## REQUIREMENT
From the entries below, copy out every line with "wing" in it.

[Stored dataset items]
"""

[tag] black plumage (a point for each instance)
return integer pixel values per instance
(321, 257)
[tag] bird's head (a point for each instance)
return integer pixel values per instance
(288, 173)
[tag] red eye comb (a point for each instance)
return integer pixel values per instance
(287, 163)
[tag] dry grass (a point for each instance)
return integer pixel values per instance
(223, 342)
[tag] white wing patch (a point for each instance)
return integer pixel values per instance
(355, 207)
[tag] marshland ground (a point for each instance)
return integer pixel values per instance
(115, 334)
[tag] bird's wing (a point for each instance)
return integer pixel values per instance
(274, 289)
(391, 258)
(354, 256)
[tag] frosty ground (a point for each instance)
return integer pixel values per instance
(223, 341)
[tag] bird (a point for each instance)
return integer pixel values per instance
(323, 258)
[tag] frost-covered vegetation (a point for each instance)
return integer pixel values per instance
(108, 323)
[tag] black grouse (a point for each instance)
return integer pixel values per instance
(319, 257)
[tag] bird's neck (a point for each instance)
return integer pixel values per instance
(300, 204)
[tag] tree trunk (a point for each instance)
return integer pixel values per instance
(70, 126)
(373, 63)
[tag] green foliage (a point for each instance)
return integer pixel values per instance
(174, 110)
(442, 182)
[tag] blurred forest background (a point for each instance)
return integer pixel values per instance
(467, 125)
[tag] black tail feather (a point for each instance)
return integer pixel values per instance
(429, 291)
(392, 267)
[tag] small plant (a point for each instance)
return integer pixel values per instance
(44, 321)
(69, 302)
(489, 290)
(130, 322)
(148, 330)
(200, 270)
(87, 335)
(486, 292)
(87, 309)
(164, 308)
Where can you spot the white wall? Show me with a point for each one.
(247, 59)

"""
"""

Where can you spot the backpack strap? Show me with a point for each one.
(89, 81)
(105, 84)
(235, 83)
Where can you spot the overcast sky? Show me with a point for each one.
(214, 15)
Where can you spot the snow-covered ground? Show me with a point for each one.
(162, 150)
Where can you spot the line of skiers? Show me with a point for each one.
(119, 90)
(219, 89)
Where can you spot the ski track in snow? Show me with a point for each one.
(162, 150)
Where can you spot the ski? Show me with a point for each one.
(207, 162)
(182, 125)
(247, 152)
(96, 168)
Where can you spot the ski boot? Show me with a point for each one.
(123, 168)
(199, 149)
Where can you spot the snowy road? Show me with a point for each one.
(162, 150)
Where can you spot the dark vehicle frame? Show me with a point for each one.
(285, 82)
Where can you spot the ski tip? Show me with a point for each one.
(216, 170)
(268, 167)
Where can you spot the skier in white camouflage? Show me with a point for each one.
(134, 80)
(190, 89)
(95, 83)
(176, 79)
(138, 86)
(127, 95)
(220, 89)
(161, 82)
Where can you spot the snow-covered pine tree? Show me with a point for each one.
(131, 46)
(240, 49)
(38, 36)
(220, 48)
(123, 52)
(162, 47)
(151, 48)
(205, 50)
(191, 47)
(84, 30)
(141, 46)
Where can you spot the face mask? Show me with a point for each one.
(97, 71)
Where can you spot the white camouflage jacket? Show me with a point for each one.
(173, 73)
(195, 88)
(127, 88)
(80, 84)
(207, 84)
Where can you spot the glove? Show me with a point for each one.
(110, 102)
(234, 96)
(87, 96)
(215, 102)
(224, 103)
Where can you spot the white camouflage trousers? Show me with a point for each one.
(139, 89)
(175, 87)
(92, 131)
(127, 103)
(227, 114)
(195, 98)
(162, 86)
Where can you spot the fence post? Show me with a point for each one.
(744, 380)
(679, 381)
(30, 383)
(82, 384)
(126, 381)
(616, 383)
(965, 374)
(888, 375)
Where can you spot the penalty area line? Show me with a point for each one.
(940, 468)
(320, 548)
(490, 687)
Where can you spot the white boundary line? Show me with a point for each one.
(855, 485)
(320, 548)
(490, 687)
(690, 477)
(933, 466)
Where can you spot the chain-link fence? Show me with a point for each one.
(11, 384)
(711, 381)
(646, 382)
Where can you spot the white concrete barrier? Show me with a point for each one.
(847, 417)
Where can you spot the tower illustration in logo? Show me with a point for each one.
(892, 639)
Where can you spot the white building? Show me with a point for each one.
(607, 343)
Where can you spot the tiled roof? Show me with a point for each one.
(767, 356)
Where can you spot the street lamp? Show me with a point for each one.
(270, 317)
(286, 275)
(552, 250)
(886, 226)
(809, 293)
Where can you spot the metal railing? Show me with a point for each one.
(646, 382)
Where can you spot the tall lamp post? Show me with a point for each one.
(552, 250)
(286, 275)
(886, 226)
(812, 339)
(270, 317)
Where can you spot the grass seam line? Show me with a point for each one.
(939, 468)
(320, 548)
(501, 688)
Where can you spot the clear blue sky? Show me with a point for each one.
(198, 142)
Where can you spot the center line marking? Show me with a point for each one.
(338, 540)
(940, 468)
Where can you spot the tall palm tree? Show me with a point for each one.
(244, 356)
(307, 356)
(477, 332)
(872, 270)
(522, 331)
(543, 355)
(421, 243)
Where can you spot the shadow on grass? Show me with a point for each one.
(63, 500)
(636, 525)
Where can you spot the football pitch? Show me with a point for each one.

"""

## RESPONSE TO THE TASK
[tag] white wing patch (a point for each instance)
[tag] bird's wing (a point for each instance)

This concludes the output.